■ TASK REQUIREMENTS: Each entry below is to be written out exactly, and the pictures are to be left out.

Image object location entries:
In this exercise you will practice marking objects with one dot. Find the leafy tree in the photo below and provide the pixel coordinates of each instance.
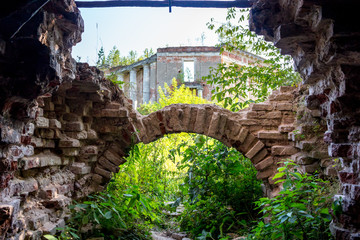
(236, 86)
(218, 190)
(114, 59)
(300, 211)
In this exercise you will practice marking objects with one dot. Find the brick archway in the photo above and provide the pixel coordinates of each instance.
(259, 132)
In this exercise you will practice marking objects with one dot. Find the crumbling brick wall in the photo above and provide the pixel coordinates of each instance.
(65, 139)
(323, 39)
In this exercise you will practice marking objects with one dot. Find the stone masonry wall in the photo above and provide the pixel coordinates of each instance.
(65, 129)
(323, 39)
(83, 132)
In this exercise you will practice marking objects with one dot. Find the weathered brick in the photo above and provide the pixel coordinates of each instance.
(74, 126)
(286, 128)
(242, 135)
(17, 186)
(284, 106)
(40, 160)
(259, 156)
(274, 135)
(281, 97)
(264, 163)
(69, 143)
(99, 170)
(114, 157)
(265, 174)
(80, 168)
(47, 133)
(70, 152)
(42, 122)
(262, 107)
(89, 150)
(247, 143)
(53, 123)
(254, 150)
(71, 117)
(114, 113)
(200, 121)
(108, 165)
(78, 135)
(283, 150)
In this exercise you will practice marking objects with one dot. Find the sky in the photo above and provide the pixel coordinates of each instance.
(139, 28)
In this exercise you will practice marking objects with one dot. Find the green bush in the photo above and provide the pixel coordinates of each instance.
(300, 211)
(219, 189)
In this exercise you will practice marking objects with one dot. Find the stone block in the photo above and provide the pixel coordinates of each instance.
(242, 135)
(106, 164)
(200, 121)
(262, 107)
(273, 135)
(113, 105)
(286, 128)
(254, 150)
(80, 168)
(74, 126)
(49, 106)
(49, 228)
(91, 134)
(17, 186)
(89, 150)
(265, 174)
(71, 117)
(48, 192)
(43, 159)
(284, 89)
(71, 152)
(259, 156)
(47, 133)
(69, 143)
(29, 129)
(283, 150)
(78, 135)
(114, 113)
(284, 106)
(264, 163)
(248, 142)
(62, 108)
(99, 170)
(42, 122)
(97, 178)
(281, 97)
(311, 168)
(53, 123)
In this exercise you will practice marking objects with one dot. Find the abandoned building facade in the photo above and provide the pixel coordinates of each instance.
(187, 64)
(65, 129)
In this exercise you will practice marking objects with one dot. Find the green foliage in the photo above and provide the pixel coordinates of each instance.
(300, 211)
(114, 59)
(65, 234)
(219, 189)
(236, 86)
(172, 95)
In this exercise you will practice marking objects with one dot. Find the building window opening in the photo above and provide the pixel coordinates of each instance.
(189, 71)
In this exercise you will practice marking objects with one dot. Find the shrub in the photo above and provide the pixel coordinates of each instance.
(300, 211)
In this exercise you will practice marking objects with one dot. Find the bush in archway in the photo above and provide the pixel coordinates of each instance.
(219, 190)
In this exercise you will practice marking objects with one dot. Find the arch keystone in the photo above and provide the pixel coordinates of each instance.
(254, 150)
(264, 163)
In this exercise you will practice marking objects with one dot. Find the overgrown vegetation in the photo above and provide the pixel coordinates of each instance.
(300, 211)
(236, 86)
(216, 185)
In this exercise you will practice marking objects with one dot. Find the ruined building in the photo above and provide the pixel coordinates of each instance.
(65, 129)
(187, 64)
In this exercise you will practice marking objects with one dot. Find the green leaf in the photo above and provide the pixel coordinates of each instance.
(50, 237)
(279, 175)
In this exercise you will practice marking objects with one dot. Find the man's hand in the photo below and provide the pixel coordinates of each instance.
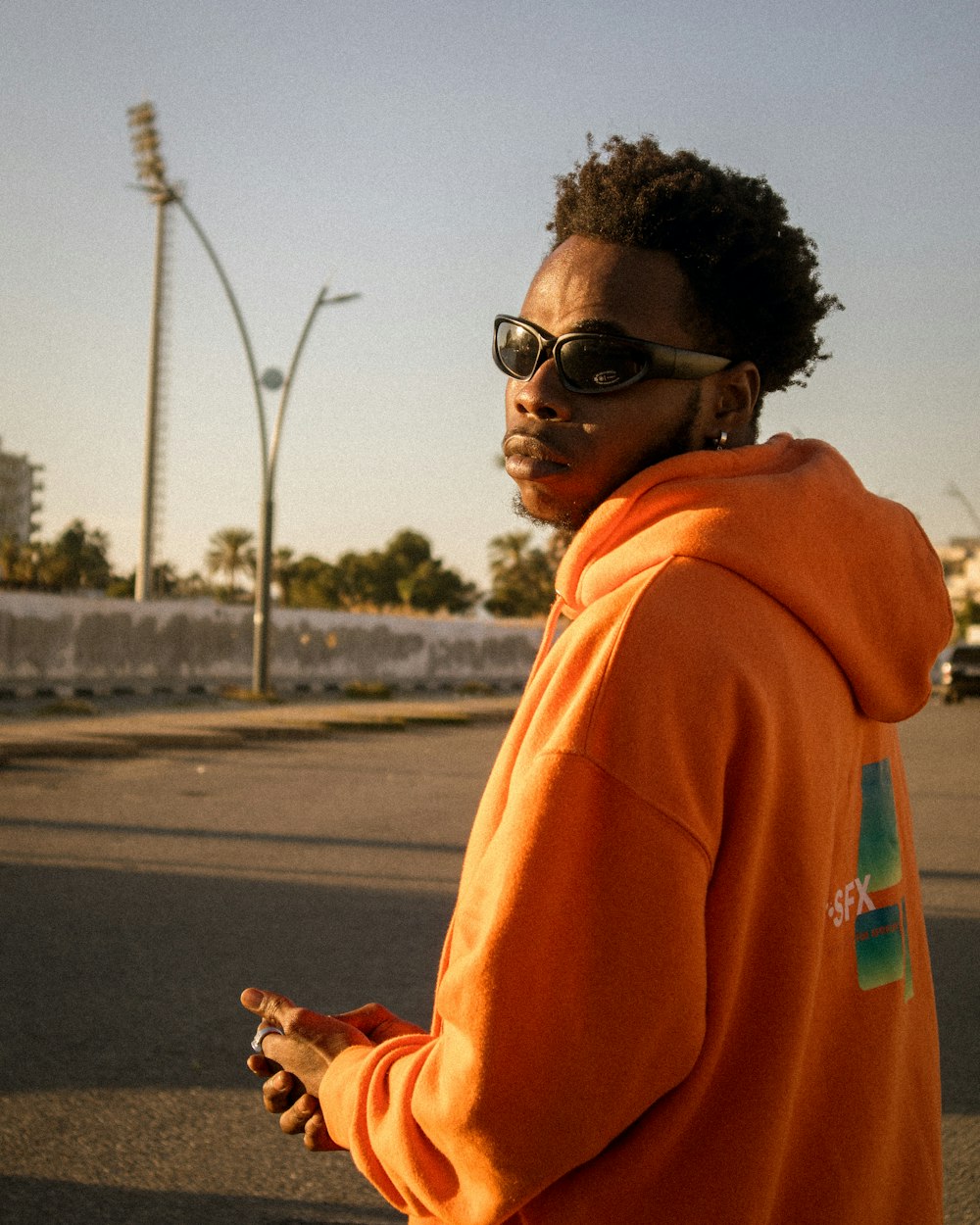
(294, 1061)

■ TASK RESPONSE:
In this exercise you will practice marking objects with one dot. Find the leafy tree in the photo below and provide the pixel coordinates of each instance.
(236, 86)
(218, 190)
(114, 59)
(300, 211)
In this exercise you will practice marking objects with one dot. Find the brick archway in the photo above and provide the pixel coordinates of each instance.
(259, 132)
In this exercise you will practice marking objects with one dot. Find the crumbling brick wall in the photo above and provide the pixel coordinates of each instance.
(65, 139)
(323, 39)
In this exercise you will practice marking objects with one dot. Find the stone masonry wall in the photo above and provide the pixel coordinates of each instance.
(65, 129)
(323, 39)
(83, 132)
In this exercise you will practice marking objects with one dot. Find the weathered brick in the photo above and provide the pixel coordinates of each instance.
(74, 126)
(286, 128)
(242, 135)
(17, 186)
(284, 106)
(40, 160)
(259, 156)
(274, 135)
(281, 97)
(264, 163)
(69, 143)
(99, 170)
(114, 157)
(265, 174)
(80, 168)
(47, 133)
(70, 152)
(42, 122)
(262, 107)
(89, 150)
(247, 143)
(53, 123)
(254, 150)
(71, 117)
(114, 113)
(200, 121)
(108, 165)
(78, 135)
(283, 150)
In this exercise you will practice marking objects with one dot. Find the sky in the photo above and provide the pixel coordinates of each instance.
(139, 28)
In this exercise you will practice marking objects with one dot. Find the green bush in the photo above and provide the pixel coordinates of each instance.
(300, 211)
(219, 189)
In this exercise you will practice marking objects with one dot. Find the stone block in the photo above and provide the pixel coordinates of each instance.
(242, 135)
(106, 164)
(200, 121)
(262, 107)
(273, 135)
(113, 105)
(286, 128)
(254, 150)
(80, 168)
(74, 126)
(49, 106)
(49, 228)
(91, 134)
(17, 186)
(89, 150)
(265, 174)
(71, 117)
(48, 192)
(43, 159)
(284, 89)
(71, 152)
(259, 156)
(47, 133)
(69, 143)
(29, 129)
(283, 150)
(78, 135)
(114, 113)
(284, 106)
(264, 163)
(248, 142)
(62, 108)
(99, 170)
(42, 122)
(97, 178)
(281, 97)
(311, 168)
(53, 123)
In this exercise you will practice marking objects with one dot. Find the abandoned building facade in the photo above and provide the pixel coordinates of each instance.
(187, 64)
(65, 129)
In this exercise you will practice marking objects with one dot. Find the green foliage in the photo above and provide the pixel coordinates of each instance.
(300, 211)
(114, 59)
(65, 234)
(219, 189)
(236, 86)
(172, 95)
In this exercise you will practice marking objects with one dot. Find the building window opening in the photo above and provide the pixel coordinates of each instance.
(189, 71)
In this exercise you will practice marking objects with one dot. Find the shrub in the photo above and provide the pixel coordinates of each instance.
(300, 211)
In this exercise you will practice marking objects with one dot. Find the bush in archway in the photo above and provide the pixel coordinates of each instance.
(219, 190)
In this exercise you will practice marking objects with one dot. Find the arch keystone in the photo above and provide the pixel coordinates of each instance.
(254, 150)
(264, 163)
In this exercise you will practice marking objects with one dot. Find the overgrown vegetation in the photo above and provide the pixel coordinates of each instance.
(300, 211)
(236, 86)
(216, 185)
In this exercise you will practice marking objects with one dot. Find the ruined building in the photo above and provide the pixel coordinates of each instance.
(65, 129)
(187, 64)
In this exercise you will practice marking objects with one dot. Find the green leaf in the photo above and provide the pixel coordinates of each instance.
(50, 237)
(279, 175)
In this exercise you will practice marking objects with one dot. Find the man's hand in the photo below and provide the pixel coordinates of each instance.
(294, 1061)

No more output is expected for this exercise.